EXERCISE TEXT:

-----

Socially Disadvantaged Farmer or Rancher: A group whose members have been subject to racial, ethnic, or gender prejudice because of their identity as members of a group without regard to their individual qualities. These groups consist of American Indians or Alaskan Natives, Asians, Blacks or African Americans, Native Hawaiians or other Pacific Islanders, Hispanics, and women. https://www.fsa.usda.gov/
Stewardship: Care for and conservation of the natural resources - water, soil, native plant communities, etc. - on lands where farming and ranching takes place.
Sustainable Agriculture: The is no one approach to sustainable agriculture. In general sustainable agriculture describes approaches to farming that are socially just, humane, economically viable, and environmentally sound. Practices that promote diversity, build healthy soils, protect riparian waterways, recycle on farm inputs and bring farmers the opportunity to set their own prices promote sustainability. To learn more visit https://www.sare.org/resources/what-is-sustainable-agriculture/
Truck Farm: An older term that refers to farms producing fruits and vegetables produced on farms that generally have 10-100 acres in production. Often sell through a variety of direct, intermediated and wholesale markets.
LIVESTOCK PRODUCTION TERMS
Free-Range: Can be used on any poultry or meat product. To obtain USDA's Labeling Program and Delivery Division's approval for labels claiming "free-range" producers must provide a description of housing conditions that show there is free access to the out-of-doors for 51% of the animal's life. This term is not a certification with independent oversight and verification of practices. As a result, farm conditions vary widely across producers.

-----

WHAT THE TASK ASKS: From the glossary of farming terms above, return the passage starting at "LIVESTOCK PRODUCTION TERMS" and ending at "widely across producers.", copied word for word.

[Stored data entries]

-----

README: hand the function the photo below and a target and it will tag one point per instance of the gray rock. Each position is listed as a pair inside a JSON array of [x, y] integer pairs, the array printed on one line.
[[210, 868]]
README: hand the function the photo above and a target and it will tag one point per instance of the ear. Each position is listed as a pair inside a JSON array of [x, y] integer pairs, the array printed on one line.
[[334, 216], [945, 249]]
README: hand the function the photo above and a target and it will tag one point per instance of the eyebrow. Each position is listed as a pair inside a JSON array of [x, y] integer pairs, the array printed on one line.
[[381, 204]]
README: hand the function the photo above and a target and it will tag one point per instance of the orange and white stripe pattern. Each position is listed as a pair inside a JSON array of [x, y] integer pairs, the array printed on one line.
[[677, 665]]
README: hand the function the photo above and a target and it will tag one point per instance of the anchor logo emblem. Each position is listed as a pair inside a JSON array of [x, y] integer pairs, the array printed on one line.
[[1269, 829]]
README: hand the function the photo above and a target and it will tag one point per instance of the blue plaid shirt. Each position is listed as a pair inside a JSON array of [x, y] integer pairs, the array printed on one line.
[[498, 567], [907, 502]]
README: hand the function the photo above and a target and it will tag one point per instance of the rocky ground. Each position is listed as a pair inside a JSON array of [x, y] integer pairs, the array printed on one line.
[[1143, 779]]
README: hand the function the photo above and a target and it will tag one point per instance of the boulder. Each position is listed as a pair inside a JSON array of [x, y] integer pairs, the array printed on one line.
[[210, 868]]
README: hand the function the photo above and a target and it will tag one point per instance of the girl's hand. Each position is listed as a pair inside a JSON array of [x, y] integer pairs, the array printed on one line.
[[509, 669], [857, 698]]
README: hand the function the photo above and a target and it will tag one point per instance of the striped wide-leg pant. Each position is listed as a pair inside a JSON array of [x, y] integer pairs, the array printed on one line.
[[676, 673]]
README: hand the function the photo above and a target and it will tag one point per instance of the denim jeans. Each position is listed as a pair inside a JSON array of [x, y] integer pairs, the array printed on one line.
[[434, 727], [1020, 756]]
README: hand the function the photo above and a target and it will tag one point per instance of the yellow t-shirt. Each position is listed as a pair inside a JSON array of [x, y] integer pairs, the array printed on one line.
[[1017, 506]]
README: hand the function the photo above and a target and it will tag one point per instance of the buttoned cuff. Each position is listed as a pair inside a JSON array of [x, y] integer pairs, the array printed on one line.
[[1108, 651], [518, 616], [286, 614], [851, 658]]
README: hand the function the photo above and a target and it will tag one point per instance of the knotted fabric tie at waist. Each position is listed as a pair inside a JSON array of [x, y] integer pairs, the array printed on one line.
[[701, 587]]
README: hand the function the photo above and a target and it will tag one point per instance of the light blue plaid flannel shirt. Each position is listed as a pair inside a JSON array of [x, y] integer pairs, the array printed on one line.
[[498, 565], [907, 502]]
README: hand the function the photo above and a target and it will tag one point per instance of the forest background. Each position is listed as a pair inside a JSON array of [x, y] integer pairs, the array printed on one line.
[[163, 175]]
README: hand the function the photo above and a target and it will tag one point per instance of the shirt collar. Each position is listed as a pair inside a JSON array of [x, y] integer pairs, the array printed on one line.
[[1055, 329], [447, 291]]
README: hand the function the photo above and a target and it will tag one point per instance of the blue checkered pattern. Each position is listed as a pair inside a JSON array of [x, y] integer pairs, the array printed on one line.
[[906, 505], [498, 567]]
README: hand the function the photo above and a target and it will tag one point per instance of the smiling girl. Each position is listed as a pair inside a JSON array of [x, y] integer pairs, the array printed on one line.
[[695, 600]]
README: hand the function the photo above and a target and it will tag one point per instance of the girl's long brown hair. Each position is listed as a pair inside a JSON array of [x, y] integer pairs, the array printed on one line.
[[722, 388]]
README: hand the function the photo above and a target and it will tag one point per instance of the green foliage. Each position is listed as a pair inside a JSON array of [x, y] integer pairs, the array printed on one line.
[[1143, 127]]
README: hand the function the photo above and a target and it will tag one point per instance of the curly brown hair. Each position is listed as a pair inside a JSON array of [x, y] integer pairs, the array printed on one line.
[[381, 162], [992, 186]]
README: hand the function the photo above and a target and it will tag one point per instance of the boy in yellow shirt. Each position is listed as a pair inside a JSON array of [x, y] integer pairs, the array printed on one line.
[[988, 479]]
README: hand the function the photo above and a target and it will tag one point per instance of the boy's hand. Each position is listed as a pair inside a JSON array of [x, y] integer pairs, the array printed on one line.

-----

YOUR SOLUTION:
LIVESTOCK PRODUCTION TERMS
Free-Range: Can be used on any poultry or meat product. To obtain USDA's Labeling Program and Delivery Division's approval for labels claiming "free-range" producers must provide a description of housing conditions that show there is free access to the out-of-doors for 51% of the animal's life. This term is not a certification with independent oversight and verification of practices. As a result, farm conditions vary widely across producers.